[Data for processing]

Content starts

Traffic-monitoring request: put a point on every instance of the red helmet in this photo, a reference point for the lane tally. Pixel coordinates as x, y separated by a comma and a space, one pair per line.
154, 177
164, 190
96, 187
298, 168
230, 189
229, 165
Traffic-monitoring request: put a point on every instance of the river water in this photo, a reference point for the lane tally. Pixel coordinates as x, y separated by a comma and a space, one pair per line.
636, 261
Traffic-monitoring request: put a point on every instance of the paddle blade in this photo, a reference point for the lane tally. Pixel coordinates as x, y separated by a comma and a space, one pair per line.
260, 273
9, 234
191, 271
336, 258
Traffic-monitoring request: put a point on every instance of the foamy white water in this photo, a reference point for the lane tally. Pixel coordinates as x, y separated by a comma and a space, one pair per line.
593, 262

Content ends

[Task details] The records shown above are to be copied exactly, every one of them.

[Expected answer]
Traffic-monitoring request: put a point on every instance of the red helmet in this photo, a reference point for the lane tally. Pixel coordinates as x, y separated by a comma and a space, one pair per line.
154, 177
164, 190
96, 187
298, 168
230, 189
229, 165
Traffic-monitoring request: put a point on every instance of the river water in this photo, a reference point for the lane tally. Pixel coordinates as x, y separated by a comma and a space, one pair per line.
636, 261
Traffic-monitoring request: put a point on every instance of the paddle blade in this photo, a reference point for the lane tally. Pixel coordinates as x, y separated by a comma and a space, one pair per line.
260, 273
9, 234
191, 271
336, 258
Traffic-monitoring request: put a point on every instance of the foamy white water in this photo, a reference point for the lane tally. Pixel coordinates as x, y separated by a comma and a space, one pair per line.
593, 262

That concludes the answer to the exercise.